[[ Given data open ]]

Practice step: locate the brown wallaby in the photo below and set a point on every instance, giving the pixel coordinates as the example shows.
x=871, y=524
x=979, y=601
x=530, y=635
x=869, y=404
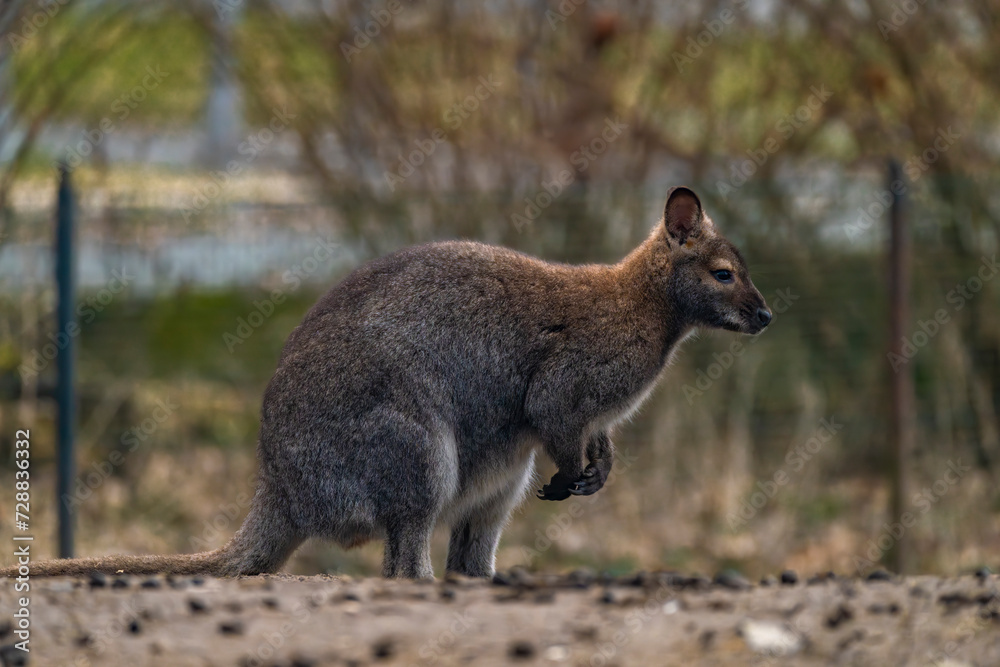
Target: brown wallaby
x=418, y=390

[[ Given data closed ]]

> [Task statement] Output the entries above exactly. Drop the pictures.

> [Completed task]
Practice step: locate the brown wallaby in the photo below and set a point on every instance, giving the pixel coordinates as the example shows.
x=871, y=524
x=979, y=601
x=530, y=635
x=869, y=404
Target: brown wallaby
x=418, y=390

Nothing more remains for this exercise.